REQUIRED WORK >> Within the records below, reproduce without change the lines from the line that has "Target: lilac-breasted roller" through the line that has "Annotate the pale", and only those.

[Items from a data source]
-- Opening Marker --

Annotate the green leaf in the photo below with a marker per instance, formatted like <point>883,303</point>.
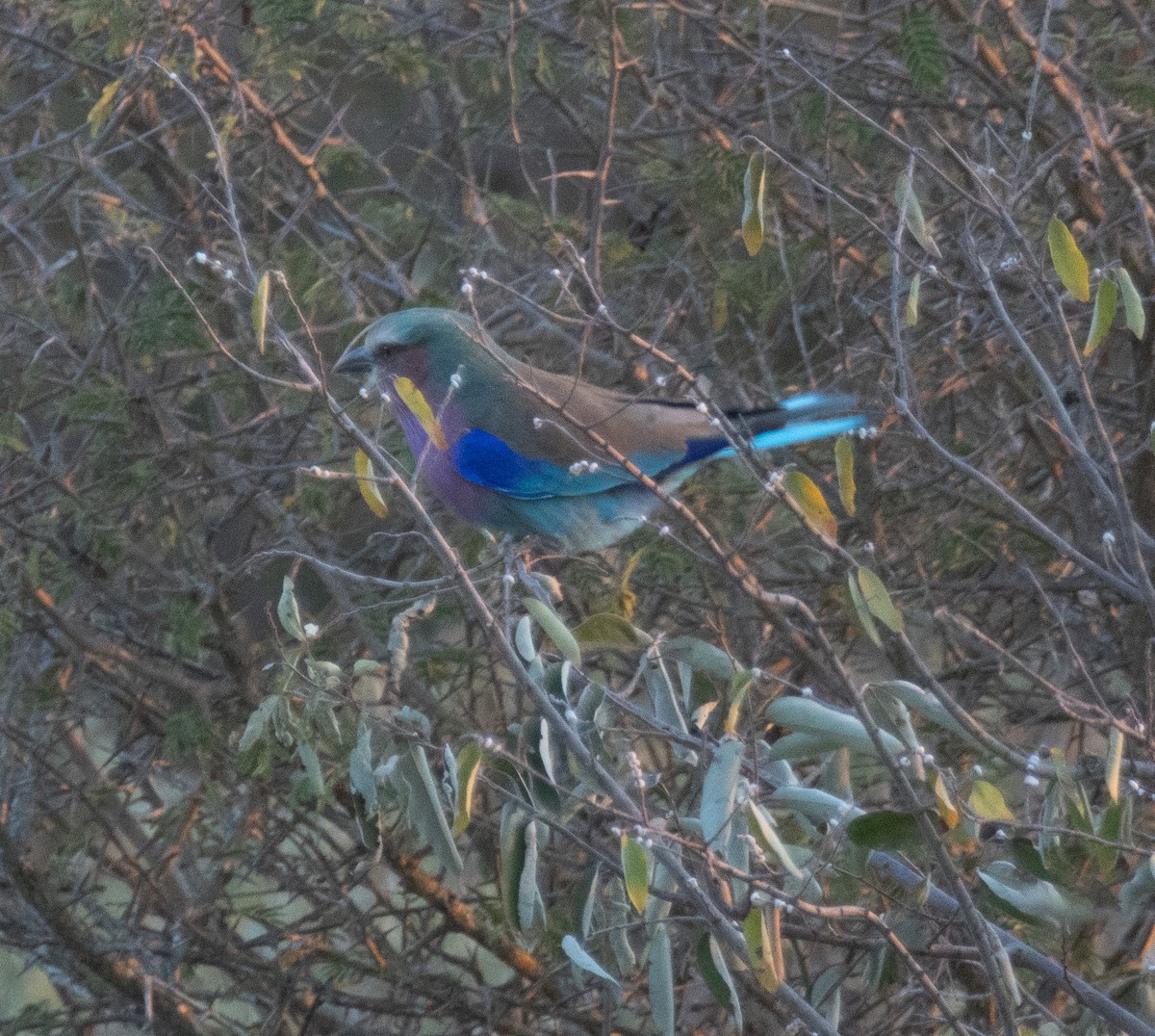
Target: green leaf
<point>1031,897</point>
<point>720,792</point>
<point>886,829</point>
<point>554,629</point>
<point>258,723</point>
<point>760,946</point>
<point>716,976</point>
<point>362,779</point>
<point>312,764</point>
<point>635,871</point>
<point>988,803</point>
<point>1132,305</point>
<point>578,954</point>
<point>912,212</point>
<point>1107,300</point>
<point>844,467</point>
<point>922,51</point>
<point>1067,260</point>
<point>469,767</point>
<point>424,811</point>
<point>811,716</point>
<point>878,600</point>
<point>1114,764</point>
<point>754,214</point>
<point>512,862</point>
<point>812,505</point>
<point>288,611</point>
<point>861,611</point>
<point>102,111</point>
<point>261,311</point>
<point>911,311</point>
<point>761,826</point>
<point>661,982</point>
<point>606,630</point>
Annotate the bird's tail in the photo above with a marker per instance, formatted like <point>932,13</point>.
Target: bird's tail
<point>801,420</point>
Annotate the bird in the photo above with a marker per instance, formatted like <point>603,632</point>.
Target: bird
<point>518,450</point>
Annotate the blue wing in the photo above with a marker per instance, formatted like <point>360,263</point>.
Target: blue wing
<point>486,461</point>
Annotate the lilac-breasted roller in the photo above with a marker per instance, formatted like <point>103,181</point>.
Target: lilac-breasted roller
<point>518,450</point>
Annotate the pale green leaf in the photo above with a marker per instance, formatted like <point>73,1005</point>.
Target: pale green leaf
<point>812,505</point>
<point>861,611</point>
<point>908,204</point>
<point>288,611</point>
<point>720,791</point>
<point>661,982</point>
<point>811,716</point>
<point>554,629</point>
<point>1067,260</point>
<point>1132,305</point>
<point>261,310</point>
<point>911,311</point>
<point>844,467</point>
<point>1107,300</point>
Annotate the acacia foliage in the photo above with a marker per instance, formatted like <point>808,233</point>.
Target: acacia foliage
<point>796,768</point>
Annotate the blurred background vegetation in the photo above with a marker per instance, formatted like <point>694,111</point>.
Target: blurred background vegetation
<point>272,763</point>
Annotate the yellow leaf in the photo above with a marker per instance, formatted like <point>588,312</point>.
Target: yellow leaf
<point>415,400</point>
<point>1132,305</point>
<point>1067,260</point>
<point>363,468</point>
<point>812,504</point>
<point>988,803</point>
<point>629,598</point>
<point>99,112</point>
<point>947,812</point>
<point>844,466</point>
<point>911,314</point>
<point>635,872</point>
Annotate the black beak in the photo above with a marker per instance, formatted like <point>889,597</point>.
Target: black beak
<point>355,362</point>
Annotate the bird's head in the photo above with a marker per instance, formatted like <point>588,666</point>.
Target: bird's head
<point>416,343</point>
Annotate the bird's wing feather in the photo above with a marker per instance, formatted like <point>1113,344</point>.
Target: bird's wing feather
<point>488,461</point>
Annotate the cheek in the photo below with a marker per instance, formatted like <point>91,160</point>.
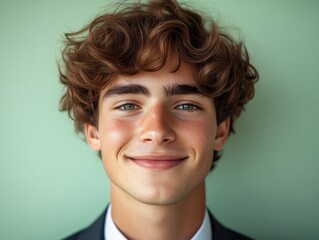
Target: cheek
<point>201,134</point>
<point>113,132</point>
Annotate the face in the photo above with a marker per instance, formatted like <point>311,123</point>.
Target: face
<point>156,134</point>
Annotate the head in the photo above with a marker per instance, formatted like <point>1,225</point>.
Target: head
<point>143,37</point>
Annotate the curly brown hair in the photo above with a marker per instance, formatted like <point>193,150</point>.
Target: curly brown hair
<point>141,36</point>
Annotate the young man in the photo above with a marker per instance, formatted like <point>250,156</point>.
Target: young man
<point>155,90</point>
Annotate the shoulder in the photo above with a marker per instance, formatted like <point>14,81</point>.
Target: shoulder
<point>220,232</point>
<point>93,232</point>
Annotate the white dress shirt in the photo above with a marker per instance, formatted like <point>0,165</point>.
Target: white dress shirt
<point>111,232</point>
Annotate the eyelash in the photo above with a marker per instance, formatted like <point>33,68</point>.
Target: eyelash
<point>187,105</point>
<point>122,107</point>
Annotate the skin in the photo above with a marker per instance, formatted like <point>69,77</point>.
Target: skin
<point>157,140</point>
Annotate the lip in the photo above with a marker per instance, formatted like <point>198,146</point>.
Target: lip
<point>160,162</point>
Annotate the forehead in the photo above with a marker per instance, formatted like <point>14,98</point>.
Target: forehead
<point>168,75</point>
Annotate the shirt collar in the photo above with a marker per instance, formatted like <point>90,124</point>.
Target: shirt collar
<point>111,232</point>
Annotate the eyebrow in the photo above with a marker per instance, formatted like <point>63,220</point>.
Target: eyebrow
<point>181,89</point>
<point>170,90</point>
<point>127,89</point>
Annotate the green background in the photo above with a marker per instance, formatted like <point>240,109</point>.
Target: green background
<point>266,185</point>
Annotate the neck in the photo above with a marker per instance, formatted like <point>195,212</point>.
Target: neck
<point>138,220</point>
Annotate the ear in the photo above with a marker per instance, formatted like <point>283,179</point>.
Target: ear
<point>222,134</point>
<point>92,137</point>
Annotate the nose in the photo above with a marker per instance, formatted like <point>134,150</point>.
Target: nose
<point>156,127</point>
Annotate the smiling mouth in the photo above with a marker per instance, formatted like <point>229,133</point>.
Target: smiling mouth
<point>157,162</point>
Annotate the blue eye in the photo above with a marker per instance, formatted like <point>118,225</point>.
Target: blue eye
<point>127,107</point>
<point>187,107</point>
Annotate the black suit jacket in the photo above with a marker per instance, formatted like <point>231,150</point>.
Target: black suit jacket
<point>96,231</point>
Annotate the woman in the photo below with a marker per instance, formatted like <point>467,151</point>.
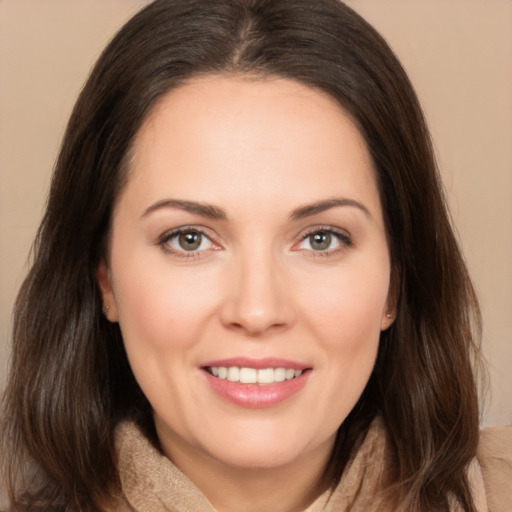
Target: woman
<point>246,293</point>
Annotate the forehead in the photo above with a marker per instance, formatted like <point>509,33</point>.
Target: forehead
<point>249,136</point>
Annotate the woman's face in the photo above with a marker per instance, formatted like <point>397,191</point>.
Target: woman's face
<point>249,270</point>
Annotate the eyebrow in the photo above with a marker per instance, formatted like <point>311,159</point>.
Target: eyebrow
<point>205,210</point>
<point>321,206</point>
<point>214,212</point>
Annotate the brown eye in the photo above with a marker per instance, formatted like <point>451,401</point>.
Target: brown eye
<point>190,240</point>
<point>186,241</point>
<point>320,241</point>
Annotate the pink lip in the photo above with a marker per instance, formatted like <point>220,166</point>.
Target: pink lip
<point>266,362</point>
<point>255,396</point>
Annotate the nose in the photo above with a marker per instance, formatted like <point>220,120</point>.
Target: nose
<point>258,298</point>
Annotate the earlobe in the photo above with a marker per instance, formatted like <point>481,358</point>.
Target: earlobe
<point>387,321</point>
<point>389,315</point>
<point>104,282</point>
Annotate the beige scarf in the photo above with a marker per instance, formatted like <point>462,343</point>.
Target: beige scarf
<point>152,483</point>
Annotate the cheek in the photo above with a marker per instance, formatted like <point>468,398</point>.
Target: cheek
<point>159,309</point>
<point>349,308</point>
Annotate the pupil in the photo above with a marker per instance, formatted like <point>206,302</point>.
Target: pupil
<point>190,241</point>
<point>320,241</point>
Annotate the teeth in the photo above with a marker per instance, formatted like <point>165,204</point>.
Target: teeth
<point>253,376</point>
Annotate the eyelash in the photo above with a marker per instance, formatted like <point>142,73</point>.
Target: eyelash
<point>344,239</point>
<point>164,240</point>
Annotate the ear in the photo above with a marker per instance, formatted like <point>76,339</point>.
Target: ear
<point>389,314</point>
<point>104,282</point>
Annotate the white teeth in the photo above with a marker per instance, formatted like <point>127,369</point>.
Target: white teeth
<point>253,376</point>
<point>280,374</point>
<point>233,374</point>
<point>248,376</point>
<point>266,376</point>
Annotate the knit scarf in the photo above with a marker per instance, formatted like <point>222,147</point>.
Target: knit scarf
<point>150,482</point>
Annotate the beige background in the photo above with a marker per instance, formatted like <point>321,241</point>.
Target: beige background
<point>458,54</point>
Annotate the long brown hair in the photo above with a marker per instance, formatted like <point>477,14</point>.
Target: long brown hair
<point>70,382</point>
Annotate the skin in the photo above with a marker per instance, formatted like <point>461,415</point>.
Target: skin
<point>259,150</point>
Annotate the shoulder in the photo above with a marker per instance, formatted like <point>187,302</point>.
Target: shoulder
<point>495,458</point>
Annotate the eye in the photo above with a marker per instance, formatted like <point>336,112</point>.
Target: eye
<point>186,240</point>
<point>324,240</point>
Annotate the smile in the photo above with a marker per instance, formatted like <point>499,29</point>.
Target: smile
<point>261,376</point>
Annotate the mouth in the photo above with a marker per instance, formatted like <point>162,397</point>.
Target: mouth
<point>248,375</point>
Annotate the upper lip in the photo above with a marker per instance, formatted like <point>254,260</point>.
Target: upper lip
<point>257,363</point>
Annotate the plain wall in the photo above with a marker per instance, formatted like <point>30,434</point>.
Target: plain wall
<point>458,54</point>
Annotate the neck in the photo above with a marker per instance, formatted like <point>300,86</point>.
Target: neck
<point>287,488</point>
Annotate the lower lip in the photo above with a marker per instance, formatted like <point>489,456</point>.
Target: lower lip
<point>254,396</point>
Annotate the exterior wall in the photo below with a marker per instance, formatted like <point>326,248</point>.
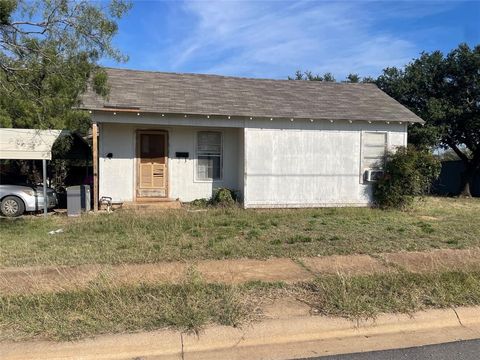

-- Closing Marker --

ANSWER TO THIS EXERCISE >>
Target: lilac-breasted roller
<point>518,450</point>
Annotate the pale green leaf in the photo above with a marker per instance, formatted like <point>73,1005</point>.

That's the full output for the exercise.